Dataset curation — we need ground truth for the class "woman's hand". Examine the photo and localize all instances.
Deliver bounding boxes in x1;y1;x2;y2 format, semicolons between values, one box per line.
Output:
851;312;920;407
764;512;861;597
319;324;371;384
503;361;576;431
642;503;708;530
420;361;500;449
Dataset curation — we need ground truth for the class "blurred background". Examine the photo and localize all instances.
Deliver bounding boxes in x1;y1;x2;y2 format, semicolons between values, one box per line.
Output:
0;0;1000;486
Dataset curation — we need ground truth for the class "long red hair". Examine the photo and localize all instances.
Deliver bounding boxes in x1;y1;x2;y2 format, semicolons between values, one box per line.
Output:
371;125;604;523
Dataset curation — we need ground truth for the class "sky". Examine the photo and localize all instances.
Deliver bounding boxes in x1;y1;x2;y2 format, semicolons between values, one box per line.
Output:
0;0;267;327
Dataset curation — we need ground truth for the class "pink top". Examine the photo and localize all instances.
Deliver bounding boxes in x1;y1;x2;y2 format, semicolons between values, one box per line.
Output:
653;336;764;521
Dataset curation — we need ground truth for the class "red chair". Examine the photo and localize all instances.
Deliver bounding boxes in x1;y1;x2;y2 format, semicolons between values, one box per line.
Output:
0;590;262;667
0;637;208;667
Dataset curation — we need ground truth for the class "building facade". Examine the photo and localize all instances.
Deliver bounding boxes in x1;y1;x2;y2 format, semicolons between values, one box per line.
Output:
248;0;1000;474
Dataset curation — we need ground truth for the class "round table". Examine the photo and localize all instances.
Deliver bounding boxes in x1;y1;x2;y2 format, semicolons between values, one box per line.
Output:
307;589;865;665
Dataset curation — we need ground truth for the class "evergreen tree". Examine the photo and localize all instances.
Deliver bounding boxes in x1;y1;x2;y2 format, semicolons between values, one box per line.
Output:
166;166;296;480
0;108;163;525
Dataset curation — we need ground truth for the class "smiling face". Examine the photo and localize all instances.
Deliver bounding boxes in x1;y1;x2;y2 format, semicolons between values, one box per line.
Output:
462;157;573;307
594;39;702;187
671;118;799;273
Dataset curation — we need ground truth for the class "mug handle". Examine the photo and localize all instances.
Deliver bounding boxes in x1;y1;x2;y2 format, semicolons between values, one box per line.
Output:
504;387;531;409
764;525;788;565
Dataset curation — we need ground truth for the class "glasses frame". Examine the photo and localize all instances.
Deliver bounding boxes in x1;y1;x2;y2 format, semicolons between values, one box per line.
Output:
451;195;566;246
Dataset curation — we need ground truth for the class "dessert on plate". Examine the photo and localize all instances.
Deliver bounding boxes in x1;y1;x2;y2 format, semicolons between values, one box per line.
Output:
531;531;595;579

::::::::::

(WHAT TO WORK ON) Please set out all the rows above as a numbered list, leaving out any blank lines.

(SOLUTION TO THIS EXERCISE)
1. Dataset curation — we need ground truth for the class "woman's hand". Examine the photo and localize all instances.
2. Deliver bounding boxes in x1;y1;x2;y2 format, semicolons between values, one box per line.
3. Output:
4. 851;312;920;407
5. 764;512;861;597
6. 319;324;371;384
7. 503;361;576;431
8. 642;503;708;530
9. 420;361;500;449
10. Dataset curation — we need ground truth for the class "blurred background". Examine the photo and localize all instances.
11. Deliver bounding boxes in x1;y1;x2;y2 format, semicolons between values, one box per line.
12. Output:
13. 0;0;1000;486
14. Dataset curation — we need ground truth for the class "long red hair". Examine the photo and localize all instances.
15. Deliver bounding boxes in x1;y1;x2;y2 format, semicolons between values, one box per line.
16. Output:
17. 371;125;604;523
18. Dataset curation — we need ground truth for the class "sky". Examine the photo and localize all instances.
19. Deliver bounding boxes in x1;y1;x2;y2 format, semicolons between values, one box per line.
20. Output:
21. 0;0;267;327
22. Dataset curation — we need ground truth for the class "pink top". Examine the photo and localize all instances.
23. Deliver bounding boxes in x1;y1;x2;y2 format, semicolons between values, one box per line.
24. Output:
25. 653;336;764;521
26. Dataset curation — we need ground truth for the class "red chair". Examine the photo and localize all instances.
27. Deliver bounding boxes in x1;y1;x2;y2 format, semicolons between values, one box per line.
28. Output:
29. 0;590;262;667
30. 0;637;208;667
31. Dataset curation — we need ground truth for the class "building facade". Examine the photo and localize all instances.
32. Deliver bounding boxes in x1;y1;x2;y2 format, semicolons between values, one box per line.
33. Output:
34. 248;0;1000;474
35. Dataset curation — we need ground truth for the class "round table". Examine the photo and localize all instances.
36. Deliver bounding boxes in x1;y1;x2;y2 format, semicolons between values, one box per line.
37. Output:
38. 307;589;865;665
39. Dataset curation — we need ground truth for the class "evergreen tree". Examine the photo and localize all instances.
40. Deliver bounding boxes in x1;y1;x2;y2 format, semicolons between values, one box per line.
41. Output:
42. 166;166;296;480
43. 0;108;163;525
44. Dataset curation — we need ground truth for the class "smiling face". Examine the photo and localize all instances.
45. Deliver bounding boxes in x1;y1;x2;y2 format, semicolons between values, one box per line.
46. Output:
47. 462;157;573;307
48. 594;39;702;187
49. 671;118;799;273
50. Dataset curation — we need ground truth for the class "mug handle". Examine the photo and localize all instances.
51. Deliver bounding boxes in x1;y1;x2;y2 format, semicolons between values, one box per line.
52. Output:
53. 504;387;531;409
54. 764;525;788;565
55. Dataset curation — we need ground truth for the class "glasses frame". Examine the photo and localize all instances.
56. Deliver bounding boxes in x1;y1;x2;y2 format, semicolons between values, one box per line.
57. Output:
58. 451;195;566;246
59. Dataset curation — we need ground truth for the class "dessert on plate". Examine the photo and localize all instances.
60. Deliver bounding boxes in x1;y1;x2;y2 format, semicolons between values, one box per line.
61. Output:
62. 531;531;595;579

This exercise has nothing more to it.